• _EXERCISE OBJECTIVE_
Rewrite the data from the line with "The service MUST place a point on the submerged" up to and including the line with "x=138, y=543", replacing "submerged stone" with "underwater rock" and leaving everything else unchanged.

• _DATA FOR THE TASK_
-*-

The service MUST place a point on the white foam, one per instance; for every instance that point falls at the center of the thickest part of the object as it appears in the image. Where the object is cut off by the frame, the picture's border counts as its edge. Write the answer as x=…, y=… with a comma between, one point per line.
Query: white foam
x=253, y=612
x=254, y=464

-*-

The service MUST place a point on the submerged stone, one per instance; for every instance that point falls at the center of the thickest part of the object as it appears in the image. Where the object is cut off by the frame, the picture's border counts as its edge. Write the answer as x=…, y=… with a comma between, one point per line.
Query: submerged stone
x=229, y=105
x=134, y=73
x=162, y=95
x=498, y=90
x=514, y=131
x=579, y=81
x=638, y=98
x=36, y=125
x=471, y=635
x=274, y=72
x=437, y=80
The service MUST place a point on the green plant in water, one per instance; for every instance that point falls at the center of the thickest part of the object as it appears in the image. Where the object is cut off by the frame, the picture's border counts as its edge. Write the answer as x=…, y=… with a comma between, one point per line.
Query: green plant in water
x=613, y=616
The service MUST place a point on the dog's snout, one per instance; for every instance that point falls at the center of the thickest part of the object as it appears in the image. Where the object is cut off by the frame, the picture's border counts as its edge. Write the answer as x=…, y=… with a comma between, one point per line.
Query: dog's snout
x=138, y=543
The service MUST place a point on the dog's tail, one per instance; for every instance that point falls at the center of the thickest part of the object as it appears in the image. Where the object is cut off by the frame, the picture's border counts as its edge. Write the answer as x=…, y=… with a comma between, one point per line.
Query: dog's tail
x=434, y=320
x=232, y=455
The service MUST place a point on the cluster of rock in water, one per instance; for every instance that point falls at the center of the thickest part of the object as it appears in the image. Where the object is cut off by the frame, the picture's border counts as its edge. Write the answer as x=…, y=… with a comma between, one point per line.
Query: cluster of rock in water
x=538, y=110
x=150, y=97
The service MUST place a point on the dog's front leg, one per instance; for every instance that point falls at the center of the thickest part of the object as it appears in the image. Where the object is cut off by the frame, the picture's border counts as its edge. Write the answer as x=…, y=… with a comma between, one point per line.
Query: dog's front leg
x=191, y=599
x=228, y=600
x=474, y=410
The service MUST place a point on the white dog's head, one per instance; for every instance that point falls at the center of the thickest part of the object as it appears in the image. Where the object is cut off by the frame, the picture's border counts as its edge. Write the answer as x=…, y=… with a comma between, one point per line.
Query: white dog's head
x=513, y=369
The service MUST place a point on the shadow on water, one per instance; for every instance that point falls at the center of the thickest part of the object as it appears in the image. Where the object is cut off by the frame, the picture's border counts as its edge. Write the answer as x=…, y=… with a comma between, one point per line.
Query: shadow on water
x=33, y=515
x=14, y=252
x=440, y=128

-*-

• _COMPLETED EXERCISE_
The service MUST place a point on the underwater rock, one per instance; for every instance that point falls at the center of the thickest part of the object as it appears in the image. Where the object is cut off by the frame, the picture's border counts as its edge. Write the answer as x=…, y=… with a comma between, one point per line.
Query: underwater rock
x=229, y=105
x=134, y=73
x=162, y=95
x=498, y=90
x=514, y=131
x=579, y=81
x=638, y=98
x=36, y=125
x=471, y=635
x=274, y=72
x=437, y=80
The service MUST place a point on the green plant in water, one per instance; for every instance that point falls at the center of the thickest part of the object as it appears in the image. Where the object is cut off by the frame, the picture's border counts as its edge. Write the answer as x=…, y=… with a comma between, one point per line.
Query: green plant in water
x=613, y=616
The service MUST place a point on the dog's snout, one per instance; for every instance that point falls at the center of the thickest part of the object as it appears in the image. Where the object is cut off by the frame, the picture's border counts as its edge. Write the answer as x=…, y=… with a comma between, one point per line.
Query: dog's snout
x=138, y=543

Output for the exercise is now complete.